Task brief:
Transcribe each of the records below line by line, with every character, number and blank line unchanged.

** Begin Task data **

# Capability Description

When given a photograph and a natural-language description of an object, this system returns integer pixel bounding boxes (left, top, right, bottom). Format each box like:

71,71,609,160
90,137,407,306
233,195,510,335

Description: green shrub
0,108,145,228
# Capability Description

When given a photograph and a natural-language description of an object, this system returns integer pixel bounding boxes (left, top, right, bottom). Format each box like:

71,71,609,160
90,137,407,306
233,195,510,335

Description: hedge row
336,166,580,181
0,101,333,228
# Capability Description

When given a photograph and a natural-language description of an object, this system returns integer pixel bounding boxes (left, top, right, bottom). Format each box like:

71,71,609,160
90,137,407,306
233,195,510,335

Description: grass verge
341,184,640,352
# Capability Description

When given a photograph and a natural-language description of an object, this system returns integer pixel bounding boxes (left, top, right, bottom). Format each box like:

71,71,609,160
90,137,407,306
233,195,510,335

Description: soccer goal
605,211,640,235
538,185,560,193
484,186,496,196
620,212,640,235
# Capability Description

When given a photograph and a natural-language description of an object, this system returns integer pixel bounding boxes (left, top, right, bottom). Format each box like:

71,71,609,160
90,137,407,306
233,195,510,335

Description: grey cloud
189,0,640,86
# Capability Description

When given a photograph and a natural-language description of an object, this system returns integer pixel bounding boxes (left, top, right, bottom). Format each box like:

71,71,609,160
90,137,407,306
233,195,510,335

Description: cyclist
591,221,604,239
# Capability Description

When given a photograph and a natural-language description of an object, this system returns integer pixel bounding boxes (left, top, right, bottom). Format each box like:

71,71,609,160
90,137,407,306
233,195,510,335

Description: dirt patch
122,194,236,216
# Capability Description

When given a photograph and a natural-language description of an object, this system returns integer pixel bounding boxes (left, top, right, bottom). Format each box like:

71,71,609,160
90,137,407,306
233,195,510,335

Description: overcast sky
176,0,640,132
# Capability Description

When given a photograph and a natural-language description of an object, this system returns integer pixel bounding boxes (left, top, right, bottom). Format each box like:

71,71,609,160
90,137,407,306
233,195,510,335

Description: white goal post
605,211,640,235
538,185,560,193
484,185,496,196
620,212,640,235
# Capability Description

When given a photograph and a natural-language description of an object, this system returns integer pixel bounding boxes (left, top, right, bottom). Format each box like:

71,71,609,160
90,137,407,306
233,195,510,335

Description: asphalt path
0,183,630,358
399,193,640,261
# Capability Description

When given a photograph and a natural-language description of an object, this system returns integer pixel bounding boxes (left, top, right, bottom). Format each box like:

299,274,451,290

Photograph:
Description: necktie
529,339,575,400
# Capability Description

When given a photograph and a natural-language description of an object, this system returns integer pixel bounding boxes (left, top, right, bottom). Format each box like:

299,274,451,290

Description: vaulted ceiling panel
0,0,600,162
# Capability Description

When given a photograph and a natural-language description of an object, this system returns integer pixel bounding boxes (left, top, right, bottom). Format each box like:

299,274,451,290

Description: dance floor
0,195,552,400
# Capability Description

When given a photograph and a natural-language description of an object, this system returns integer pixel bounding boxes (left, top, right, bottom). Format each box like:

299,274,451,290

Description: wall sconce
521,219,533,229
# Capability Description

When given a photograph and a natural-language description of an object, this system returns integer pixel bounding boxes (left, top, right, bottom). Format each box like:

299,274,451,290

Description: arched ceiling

** End Task data **

Response to the task:
# Capability Description

When given a photograph and a natural-language description of an object, this system returns integer pixel bounding boxes (left, top, right, bottom). Format each box like:

71,71,609,160
90,137,407,306
233,195,510,335

Description: green shrub
0,108,145,228
# Capability Description

When given a photograph and a natural-language description of an object, this system returns integer pixel bounding boxes (left, top, right, bottom). Format each box like:

71,71,609,160
90,137,407,306
233,195,510,335

Description: hedge row
336,166,580,181
0,101,333,228
# Capability Description

When given a photograph and a natural-language description of an object, this system returns integer pixel bounding boxes (left, top, right, bottom). Format each box like:

71,71,609,160
90,137,407,306
233,195,510,335

Description: grass verge
341,184,640,352
# Capability Description

When given a photograph and a natural-language description of an object, this system returns integer pixel bounding boxes (left, top, right, bottom). Format each box like:

71,71,609,160
90,137,407,306
233,195,510,335

Description: soccer goal
605,211,640,235
538,185,560,193
484,186,496,196
620,212,640,235
# Capability Description

When given a photograph and a natural-language description of an object, this system returns integer pixel bounding boxes (left, top, right, bottom). Format each box like:

71,71,609,160
90,137,407,306
233,195,510,335

Description: grey cloud
189,0,640,86
# Capability Description

When given a photograph and a natural-language description of an object, this system returns integer pixel bounding boxes (left, top, right, bottom). Format each box like:

71,71,609,160
90,137,407,306
233,195,510,335

Description: cyclist
591,221,604,239
# Capability Description

When given a photograph and a natural-language description of an object, this system returns integer pixel bounding boxes (left, top, right, bottom). Format each box like:

71,71,609,160
90,137,407,306
233,195,510,335

Description: dirt patch
122,194,236,216
# Capability Description

When given a photograph and a natural-language description of an object, this system returns integer pixel bounding boxes (left, top, right, bottom). Format each box like:

71,71,609,160
90,137,407,306
233,195,510,335

Description: overcast sky
176,0,640,132
# Capability Description

When given a photograph and a natural-language description of an object, this system returns integer pixel bounding boxes (left, top, right, bottom). Format each box like:

71,71,609,160
90,137,407,306
233,195,510,335

Description: white goal post
605,211,640,235
538,185,560,193
484,185,496,196
620,212,640,235
# Capability Description

When given a photograph and a natural-language description of an object, this system returns integer pixel bounding boxes (left, top, right, bottom). Format each box like:

71,71,609,160
90,137,407,306
233,195,510,335

Description: asphalt path
0,183,630,358
399,193,640,261
# Capability Description

When given a photograph and a natural-language description of an object, this system returns integer pixel bounding boxes (left, top, right, bottom). Format each box like:

299,274,451,290

Photograph:
Description: necktie
529,339,575,400
# Capability Description

When given a photograph and a natural-language description of an object, this system returns integer pixel bounding boxes (left, top, right, bottom). Format each box like:

299,274,451,290

Description: vaulted ceiling panel
0,0,600,162
# Capability Description

When given a photograph and a natural-language description of an object, this system returns integer pixel bounding boxes (left, top, right, bottom). Format each box like:

299,274,451,290

Description: dance floor
0,195,552,400
# Capability Description

When given a photograph and a natural-language description of an object, this system returns integer pixel bounding boxes (left, top, right, bottom). Format each box like:

299,274,451,290

Description: wall sconce
521,219,533,229
# Capability Description

When given a photograph and a natural-language description of an object, this system returns integer pixel bounding boxes (left, top, right, bottom). Format each box like:

299,274,451,290

Description: arched ceiling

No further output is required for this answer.